* Task objective *
List every line in the items below that contains the word "segment", copying each such line in full; treat uppercase and lowercase as different.

[Start Record set]

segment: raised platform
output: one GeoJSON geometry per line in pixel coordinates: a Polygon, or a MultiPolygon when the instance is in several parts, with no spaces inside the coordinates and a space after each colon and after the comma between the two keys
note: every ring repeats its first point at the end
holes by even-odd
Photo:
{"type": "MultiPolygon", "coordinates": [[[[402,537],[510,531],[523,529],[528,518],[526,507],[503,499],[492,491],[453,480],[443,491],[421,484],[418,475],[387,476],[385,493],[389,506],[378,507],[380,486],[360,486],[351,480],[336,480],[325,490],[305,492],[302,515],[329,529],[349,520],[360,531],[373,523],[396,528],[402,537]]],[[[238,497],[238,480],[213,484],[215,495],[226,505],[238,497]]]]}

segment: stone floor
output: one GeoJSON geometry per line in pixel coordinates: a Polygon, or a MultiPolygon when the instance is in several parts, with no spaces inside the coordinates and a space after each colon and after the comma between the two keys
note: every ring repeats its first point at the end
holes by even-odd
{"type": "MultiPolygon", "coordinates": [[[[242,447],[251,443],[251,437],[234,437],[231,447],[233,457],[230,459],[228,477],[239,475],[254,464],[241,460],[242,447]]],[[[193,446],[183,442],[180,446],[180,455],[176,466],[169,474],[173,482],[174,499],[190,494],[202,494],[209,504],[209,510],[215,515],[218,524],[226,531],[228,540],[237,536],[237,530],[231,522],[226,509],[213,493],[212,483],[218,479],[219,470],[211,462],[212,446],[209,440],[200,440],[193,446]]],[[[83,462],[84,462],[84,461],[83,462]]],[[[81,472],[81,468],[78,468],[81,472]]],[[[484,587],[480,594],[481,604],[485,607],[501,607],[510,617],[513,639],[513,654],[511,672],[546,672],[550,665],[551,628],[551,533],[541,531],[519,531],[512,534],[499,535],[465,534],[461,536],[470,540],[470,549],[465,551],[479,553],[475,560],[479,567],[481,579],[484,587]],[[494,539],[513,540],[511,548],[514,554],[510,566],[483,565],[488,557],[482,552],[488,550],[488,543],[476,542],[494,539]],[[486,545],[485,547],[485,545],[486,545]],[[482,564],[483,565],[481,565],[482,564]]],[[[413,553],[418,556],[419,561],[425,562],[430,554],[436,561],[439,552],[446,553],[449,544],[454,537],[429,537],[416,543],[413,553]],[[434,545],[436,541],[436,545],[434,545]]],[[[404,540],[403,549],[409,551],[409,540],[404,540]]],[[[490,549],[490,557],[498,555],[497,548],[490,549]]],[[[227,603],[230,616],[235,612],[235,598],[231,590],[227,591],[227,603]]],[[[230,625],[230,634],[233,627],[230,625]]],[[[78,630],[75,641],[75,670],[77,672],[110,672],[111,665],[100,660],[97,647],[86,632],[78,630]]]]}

[End Record set]

* Solution for this exercise *
segment: raised platform
segment: stone floor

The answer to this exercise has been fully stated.